**Texto**
------

Ao oficializar e incentivar, o "bico", com farda e armamento, no horário de folga, o Estado é maldoso e reconhece não estar pagando salário compatível e, ao mesmo tempo, arrepia os princípios da legislação trabalhista, que estabelecem jornada máxima de atividade ao trabalhador, horas-extras e define até o trabalho-escravo, também capitulado no Código Penal. A prática, sem dúvida, sucateia a instituição, pois, com os baixos salários, a policia paulista fatalmente marchará para a apatia geral.

Seus integrantes estarão mais voltados para o bico, mesmo porque, nele, sua remuneração é estabelecida tão somente pelas horas trabalhadas. A população, já abandonada em matéria de segurança pública, arcará ainda com o total prejuizo, quando o policial, em razão do "bico", se acidentar, ou se deparar com uma situação de flagrante delito, ou tiver que comparecer ao forum criminal, e por estes motivos o horário avançar ou coincidir com o estabelecido no "emprego principal". A classe, então, além do “bico”, usará o salário, o estudo e o treinamento ministrados na sua formação como base para prestar concursos de juiz, promotor, policial federal e outras carreiras melhor remuneradas. Isso já ocorre, mas poderá aumentar muito.

------

**Enunciado 1**
Reescreva o trecho dos registros que vai da linha que contém "bed and record the pixel coordinates." até o fim dos registros, trocando "truck" por "trailer" e mantendo todo o resto inalterado.
O texto acima e os registros abaixo são materiais independentes entre si.

[Registros de marcação de pontos]
------

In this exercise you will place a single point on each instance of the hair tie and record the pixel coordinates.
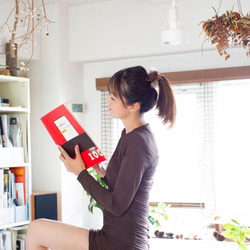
(154, 77)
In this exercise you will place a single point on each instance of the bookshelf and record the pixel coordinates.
(17, 90)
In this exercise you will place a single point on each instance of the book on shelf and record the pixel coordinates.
(20, 184)
(5, 240)
(66, 131)
(10, 130)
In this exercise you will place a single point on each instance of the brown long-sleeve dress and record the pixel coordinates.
(129, 177)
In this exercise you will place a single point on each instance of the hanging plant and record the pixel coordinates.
(231, 29)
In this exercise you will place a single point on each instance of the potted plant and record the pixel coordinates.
(231, 29)
(236, 232)
(155, 213)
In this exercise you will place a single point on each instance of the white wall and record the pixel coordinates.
(95, 40)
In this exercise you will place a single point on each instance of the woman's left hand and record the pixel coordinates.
(74, 166)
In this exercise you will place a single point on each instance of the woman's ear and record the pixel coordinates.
(135, 107)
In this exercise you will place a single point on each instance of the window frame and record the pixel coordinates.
(193, 76)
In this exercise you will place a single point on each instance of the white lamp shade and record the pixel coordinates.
(174, 37)
(173, 33)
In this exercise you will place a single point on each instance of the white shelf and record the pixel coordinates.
(14, 110)
(17, 90)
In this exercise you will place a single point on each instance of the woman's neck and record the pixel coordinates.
(133, 123)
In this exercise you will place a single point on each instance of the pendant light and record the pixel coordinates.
(173, 32)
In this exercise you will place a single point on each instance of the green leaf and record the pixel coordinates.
(227, 234)
(242, 236)
(246, 231)
(229, 226)
(242, 245)
(235, 221)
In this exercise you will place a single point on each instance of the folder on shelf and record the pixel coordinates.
(67, 132)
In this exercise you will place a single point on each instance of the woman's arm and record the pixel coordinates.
(101, 171)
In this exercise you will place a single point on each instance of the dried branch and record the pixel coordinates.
(27, 19)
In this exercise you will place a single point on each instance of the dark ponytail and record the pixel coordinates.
(166, 102)
(133, 85)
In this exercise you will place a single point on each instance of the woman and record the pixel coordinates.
(129, 174)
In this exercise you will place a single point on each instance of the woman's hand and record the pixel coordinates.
(74, 166)
(99, 170)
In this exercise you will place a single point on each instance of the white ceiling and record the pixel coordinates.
(79, 2)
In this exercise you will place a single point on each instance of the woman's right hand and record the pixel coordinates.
(99, 170)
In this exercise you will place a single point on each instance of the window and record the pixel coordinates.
(204, 158)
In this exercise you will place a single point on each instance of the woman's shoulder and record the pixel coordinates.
(140, 135)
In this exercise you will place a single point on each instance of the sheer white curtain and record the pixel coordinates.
(204, 159)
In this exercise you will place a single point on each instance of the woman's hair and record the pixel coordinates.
(134, 84)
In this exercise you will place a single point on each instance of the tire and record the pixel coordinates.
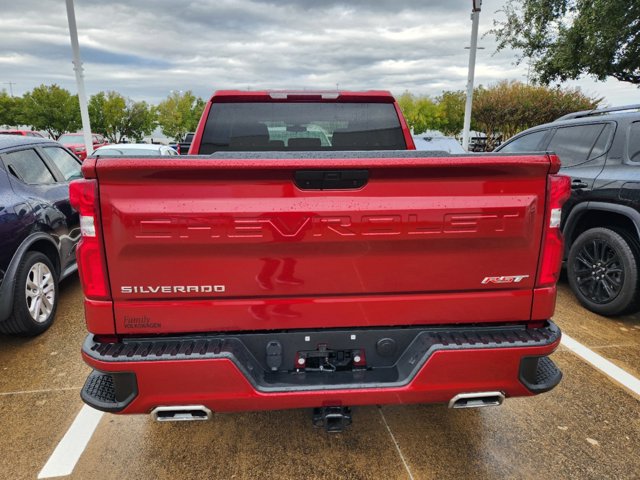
(36, 287)
(602, 268)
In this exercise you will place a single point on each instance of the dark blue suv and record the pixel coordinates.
(39, 230)
(600, 151)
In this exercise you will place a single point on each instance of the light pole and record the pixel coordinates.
(475, 20)
(77, 66)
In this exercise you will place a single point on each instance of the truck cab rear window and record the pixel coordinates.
(264, 126)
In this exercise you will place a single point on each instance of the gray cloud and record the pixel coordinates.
(146, 48)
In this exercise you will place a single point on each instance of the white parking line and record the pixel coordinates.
(605, 366)
(395, 442)
(66, 455)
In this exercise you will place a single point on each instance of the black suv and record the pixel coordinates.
(39, 230)
(600, 151)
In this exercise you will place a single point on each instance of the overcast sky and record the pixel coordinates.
(146, 48)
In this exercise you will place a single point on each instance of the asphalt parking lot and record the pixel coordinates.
(588, 427)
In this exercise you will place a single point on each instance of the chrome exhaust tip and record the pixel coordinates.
(477, 400)
(181, 413)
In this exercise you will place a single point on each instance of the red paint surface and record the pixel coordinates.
(411, 247)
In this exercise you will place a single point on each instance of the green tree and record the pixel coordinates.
(507, 108)
(9, 109)
(564, 39)
(117, 117)
(451, 112)
(179, 113)
(96, 113)
(421, 113)
(50, 108)
(140, 120)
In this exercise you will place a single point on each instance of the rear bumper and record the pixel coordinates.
(228, 372)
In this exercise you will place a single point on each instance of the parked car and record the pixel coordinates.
(24, 133)
(75, 143)
(135, 149)
(39, 230)
(600, 150)
(284, 272)
(437, 143)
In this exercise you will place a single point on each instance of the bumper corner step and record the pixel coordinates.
(109, 392)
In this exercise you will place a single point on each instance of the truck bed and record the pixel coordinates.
(277, 241)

------

**Enunciado 2**
No texto sobre o bico policial, para quais concursos a classe usará como base o salário, o estudo e o treinamento recebidos na formação?

**Resposta correta 1**
In this exercise you will place a single point on each instance of the trailer bed and record the pixel coordinates.
(277, 241)

**Resposta correta 2**
Para concursos de juiz, promotor, policial federal e outras carreiras melhor remuneradas.